Zeige-Datensätze:
• • • • •
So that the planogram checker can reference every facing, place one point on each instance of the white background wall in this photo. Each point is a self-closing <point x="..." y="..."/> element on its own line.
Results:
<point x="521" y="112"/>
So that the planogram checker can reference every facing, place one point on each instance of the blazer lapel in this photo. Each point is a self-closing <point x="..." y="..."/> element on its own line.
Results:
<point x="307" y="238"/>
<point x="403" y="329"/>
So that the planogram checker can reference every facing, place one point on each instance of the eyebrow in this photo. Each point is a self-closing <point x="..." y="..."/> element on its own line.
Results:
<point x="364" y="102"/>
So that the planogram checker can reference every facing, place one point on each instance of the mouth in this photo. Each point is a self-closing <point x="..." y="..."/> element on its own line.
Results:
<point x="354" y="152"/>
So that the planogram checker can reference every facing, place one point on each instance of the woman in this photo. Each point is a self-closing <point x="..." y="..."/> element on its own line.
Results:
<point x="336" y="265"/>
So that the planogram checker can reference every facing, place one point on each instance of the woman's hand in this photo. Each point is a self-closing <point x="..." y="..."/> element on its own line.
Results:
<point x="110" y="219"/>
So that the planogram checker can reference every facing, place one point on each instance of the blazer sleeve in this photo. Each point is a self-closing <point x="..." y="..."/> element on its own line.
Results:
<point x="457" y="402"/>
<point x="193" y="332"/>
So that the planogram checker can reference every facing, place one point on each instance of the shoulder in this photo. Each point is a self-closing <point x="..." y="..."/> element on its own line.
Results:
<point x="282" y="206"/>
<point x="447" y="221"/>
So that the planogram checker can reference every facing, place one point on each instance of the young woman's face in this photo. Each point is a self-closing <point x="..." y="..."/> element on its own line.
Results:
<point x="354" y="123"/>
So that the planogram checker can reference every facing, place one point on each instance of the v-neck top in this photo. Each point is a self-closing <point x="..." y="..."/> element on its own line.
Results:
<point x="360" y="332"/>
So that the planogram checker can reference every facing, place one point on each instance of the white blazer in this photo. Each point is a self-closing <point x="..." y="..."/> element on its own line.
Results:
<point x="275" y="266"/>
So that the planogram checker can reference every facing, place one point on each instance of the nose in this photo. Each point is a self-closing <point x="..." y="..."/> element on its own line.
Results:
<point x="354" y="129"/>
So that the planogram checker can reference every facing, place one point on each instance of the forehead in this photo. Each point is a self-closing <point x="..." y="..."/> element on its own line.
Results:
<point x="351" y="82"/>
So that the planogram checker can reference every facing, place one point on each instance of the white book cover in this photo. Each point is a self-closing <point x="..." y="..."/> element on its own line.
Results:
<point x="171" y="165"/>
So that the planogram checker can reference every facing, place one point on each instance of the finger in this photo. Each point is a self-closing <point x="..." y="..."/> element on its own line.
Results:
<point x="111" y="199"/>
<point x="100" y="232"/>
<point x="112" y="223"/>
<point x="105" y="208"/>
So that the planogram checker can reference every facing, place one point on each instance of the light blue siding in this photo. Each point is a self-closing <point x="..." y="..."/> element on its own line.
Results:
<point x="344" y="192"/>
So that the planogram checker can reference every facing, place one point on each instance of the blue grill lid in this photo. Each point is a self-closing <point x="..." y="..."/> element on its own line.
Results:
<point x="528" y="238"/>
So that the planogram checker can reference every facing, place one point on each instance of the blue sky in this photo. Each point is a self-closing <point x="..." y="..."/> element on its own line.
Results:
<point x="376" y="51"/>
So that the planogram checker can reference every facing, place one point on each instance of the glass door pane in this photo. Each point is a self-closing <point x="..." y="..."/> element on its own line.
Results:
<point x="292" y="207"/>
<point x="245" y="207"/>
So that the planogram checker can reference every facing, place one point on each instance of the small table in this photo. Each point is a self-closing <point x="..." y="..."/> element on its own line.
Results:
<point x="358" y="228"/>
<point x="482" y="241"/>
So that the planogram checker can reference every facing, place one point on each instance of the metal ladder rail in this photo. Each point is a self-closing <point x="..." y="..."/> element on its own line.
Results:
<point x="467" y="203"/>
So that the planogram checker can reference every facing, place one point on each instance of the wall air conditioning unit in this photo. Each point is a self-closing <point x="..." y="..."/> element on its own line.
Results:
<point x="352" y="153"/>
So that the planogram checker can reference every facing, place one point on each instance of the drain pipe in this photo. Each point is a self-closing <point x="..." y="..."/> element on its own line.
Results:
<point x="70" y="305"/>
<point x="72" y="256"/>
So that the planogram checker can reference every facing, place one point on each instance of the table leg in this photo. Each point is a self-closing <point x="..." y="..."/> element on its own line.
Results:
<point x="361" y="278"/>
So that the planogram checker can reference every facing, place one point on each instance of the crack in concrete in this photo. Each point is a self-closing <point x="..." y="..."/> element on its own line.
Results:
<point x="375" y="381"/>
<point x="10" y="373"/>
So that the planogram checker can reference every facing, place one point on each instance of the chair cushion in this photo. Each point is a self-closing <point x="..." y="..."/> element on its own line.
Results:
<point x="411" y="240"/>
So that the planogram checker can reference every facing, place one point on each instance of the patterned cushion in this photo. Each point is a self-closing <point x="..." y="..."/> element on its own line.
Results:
• • • • •
ZIEL:
Ersetzen Sie in sämtlichen Datensätzen oben „planogram checker“ durch „layout checker“ und geben Sie die Datensätze sonst unverändert wieder.

ANTWORT ZUR AUFGABE:
So that the layout checker can reference every facing, place one point on each instance of the white background wall in this photo. Each point is a self-closing <point x="..." y="..."/> element on its own line.
Results:
<point x="521" y="112"/>
So that the layout checker can reference every facing, place one point on each instance of the blazer lapel in this photo. Each point is a self-closing <point x="..." y="..."/> element on its own line.
Results:
<point x="307" y="238"/>
<point x="403" y="329"/>
So that the layout checker can reference every facing, place one point on each instance of the eyebrow in this photo. Each point is a self-closing <point x="..." y="..."/> element on its own line.
Results:
<point x="364" y="102"/>
So that the layout checker can reference every facing, place one point on each instance of the mouth in this photo. Each point is a self-closing <point x="..." y="..."/> element on its own line.
Results:
<point x="354" y="152"/>
So that the layout checker can reference every facing, place one point on each instance of the woman in this photo. Each point is a self-closing <point x="..." y="..."/> element on its own line.
Results:
<point x="336" y="265"/>
So that the layout checker can reference every facing, place one point on each instance of the woman's hand in this photo. Each point is a self-closing <point x="..." y="..."/> element on its own line.
Results:
<point x="110" y="219"/>
So that the layout checker can reference every facing, place one point on each instance of the blazer sleeve in this photo. Each point is a self-closing <point x="..." y="..."/> element on its own line.
Results:
<point x="457" y="402"/>
<point x="193" y="332"/>
So that the layout checker can reference every facing, place one point on each instance of the shoulder in this photo. Each point is a self-closing <point x="..." y="..."/> element on its own line.
Results:
<point x="282" y="206"/>
<point x="447" y="221"/>
So that the layout checker can reference every facing, place one point on each instance of the young woman's face in this photo. Each point is a self-closing <point x="..." y="..."/> element on its own line.
Results:
<point x="354" y="123"/>
So that the layout checker can reference every facing, place one point on each instance of the v-neck top in this photo. Each point is a self-closing <point x="..." y="..."/> element on its own line.
Results:
<point x="360" y="332"/>
So that the layout checker can reference every facing, place one point on each instance of the white blazer in this photo. Each point is a self-closing <point x="..." y="..."/> element on its own line.
Results:
<point x="275" y="266"/>
So that the layout checker can reference every facing, place one point on each instance of the nose in this photo. Each point is a self-closing <point x="..." y="..."/> element on its own line.
Results:
<point x="354" y="129"/>
So that the layout checker can reference every facing, place one point on each instance of the forehead in this photo. Each point is a self-closing <point x="..." y="..."/> element on its own line.
Results:
<point x="351" y="82"/>
So that the layout checker can reference every facing, place one point on each instance of the white book cover in this photo. Each point is a self-closing <point x="..." y="..."/> element on its own line.
Results:
<point x="171" y="165"/>
So that the layout checker can reference every facing, place one point on each instance of the finger in this photo. Each point is a self-closing <point x="..." y="..."/> element on its own line.
Results:
<point x="111" y="199"/>
<point x="100" y="232"/>
<point x="112" y="223"/>
<point x="105" y="208"/>
So that the layout checker can reference every facing, place one point on each instance of the light blue siding in this photo. Each point is a self-closing <point x="..." y="..."/> element on its own line.
Results:
<point x="344" y="192"/>
So that the layout checker can reference every facing, place one point on each instance of the blue grill lid in this photo. Each point is a self-closing <point x="..." y="..."/> element on its own line.
Results:
<point x="528" y="238"/>
So that the layout checker can reference every facing, place one point on each instance of the blue sky in this photo. Each point is a self-closing <point x="..." y="..."/> element on its own line.
Results:
<point x="376" y="51"/>
So that the layout checker can reference every facing, place one point on each instance of the glass door pane in this photo. Each point is a self-closing <point x="..." y="..."/> element on its own line.
Results:
<point x="292" y="207"/>
<point x="245" y="207"/>
So that the layout checker can reference every facing, place one point on each instance of the small table in this photo. Each point is a self-closing <point x="..." y="..."/> element on its own line.
Results:
<point x="358" y="228"/>
<point x="482" y="241"/>
So that the layout checker can reference every facing, place one point on each instance of the metal ladder rail in this photo. Each point is a self-closing <point x="..." y="..."/> element on its own line.
Results:
<point x="467" y="203"/>
So that the layout checker can reference every facing, place one point on each instance of the wall air conditioning unit in this photo. Each point is a self-closing <point x="..." y="..."/> element on its own line.
Results:
<point x="352" y="153"/>
So that the layout checker can reference every facing, place one point on each instance of the drain pipe in this photo. Each point is a self-closing <point x="..." y="..."/> element on its own line.
Results:
<point x="70" y="305"/>
<point x="72" y="256"/>
So that the layout checker can reference every facing, place one point on each instance of the table leg in this photo. Each point is a self-closing <point x="..." y="..."/> element on its own line.
Results:
<point x="361" y="278"/>
So that the layout checker can reference every facing, place one point on each instance of the crack in concrete in this photo. Each point is a self-closing <point x="..." y="..."/> element on its own line.
Results:
<point x="375" y="381"/>
<point x="10" y="373"/>
So that the layout checker can reference every facing, place one point on each instance of the chair cushion in this photo. Each point is a self-closing <point x="..." y="..."/> element on its own line.
Results:
<point x="411" y="240"/>
So that the layout checker can reference every facing, place one point on each instance of the patterned cushion in this photo. Each point is a self-closing <point x="..." y="..."/> element on its own line.
Results:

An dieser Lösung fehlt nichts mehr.